What needs to be done —
Count the lines below that contain the word "club". Give only the number.

Recorded information —
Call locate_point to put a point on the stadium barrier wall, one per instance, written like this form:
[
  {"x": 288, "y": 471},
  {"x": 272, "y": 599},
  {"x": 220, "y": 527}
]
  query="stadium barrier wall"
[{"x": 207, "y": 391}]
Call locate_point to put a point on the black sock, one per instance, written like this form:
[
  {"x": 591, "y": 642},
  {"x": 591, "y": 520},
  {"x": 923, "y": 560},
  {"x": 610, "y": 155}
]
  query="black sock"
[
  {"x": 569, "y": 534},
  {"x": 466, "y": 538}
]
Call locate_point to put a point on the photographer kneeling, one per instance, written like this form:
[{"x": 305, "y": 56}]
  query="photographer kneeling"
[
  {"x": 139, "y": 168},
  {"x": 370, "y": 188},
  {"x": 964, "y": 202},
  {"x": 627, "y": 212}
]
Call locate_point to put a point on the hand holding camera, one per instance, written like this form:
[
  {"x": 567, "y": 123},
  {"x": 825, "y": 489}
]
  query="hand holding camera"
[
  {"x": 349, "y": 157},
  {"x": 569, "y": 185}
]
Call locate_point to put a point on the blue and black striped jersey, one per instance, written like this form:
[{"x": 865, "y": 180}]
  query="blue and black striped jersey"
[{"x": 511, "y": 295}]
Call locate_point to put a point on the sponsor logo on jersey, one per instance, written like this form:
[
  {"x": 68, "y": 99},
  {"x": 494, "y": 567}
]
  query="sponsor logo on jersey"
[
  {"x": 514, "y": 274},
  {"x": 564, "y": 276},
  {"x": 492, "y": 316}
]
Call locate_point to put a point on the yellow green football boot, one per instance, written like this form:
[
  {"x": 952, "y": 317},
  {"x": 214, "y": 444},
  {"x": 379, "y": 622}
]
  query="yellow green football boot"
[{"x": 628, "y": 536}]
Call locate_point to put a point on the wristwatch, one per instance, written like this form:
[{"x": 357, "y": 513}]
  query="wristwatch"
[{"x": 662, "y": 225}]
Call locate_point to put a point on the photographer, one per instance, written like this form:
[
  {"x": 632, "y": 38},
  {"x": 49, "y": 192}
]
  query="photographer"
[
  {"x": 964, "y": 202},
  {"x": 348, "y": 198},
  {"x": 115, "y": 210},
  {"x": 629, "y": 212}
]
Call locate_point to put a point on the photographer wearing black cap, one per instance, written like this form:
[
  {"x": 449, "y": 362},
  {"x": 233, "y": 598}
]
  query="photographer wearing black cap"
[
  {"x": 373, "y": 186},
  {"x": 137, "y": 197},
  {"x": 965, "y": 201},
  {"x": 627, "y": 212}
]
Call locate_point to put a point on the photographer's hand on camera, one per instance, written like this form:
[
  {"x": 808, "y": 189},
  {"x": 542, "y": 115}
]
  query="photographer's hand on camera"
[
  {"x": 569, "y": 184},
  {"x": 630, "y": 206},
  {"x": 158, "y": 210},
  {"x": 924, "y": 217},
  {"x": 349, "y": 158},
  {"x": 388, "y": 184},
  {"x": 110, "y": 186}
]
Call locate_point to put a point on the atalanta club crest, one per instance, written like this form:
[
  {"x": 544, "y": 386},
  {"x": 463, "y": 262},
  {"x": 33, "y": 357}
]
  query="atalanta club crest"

Result for this task —
2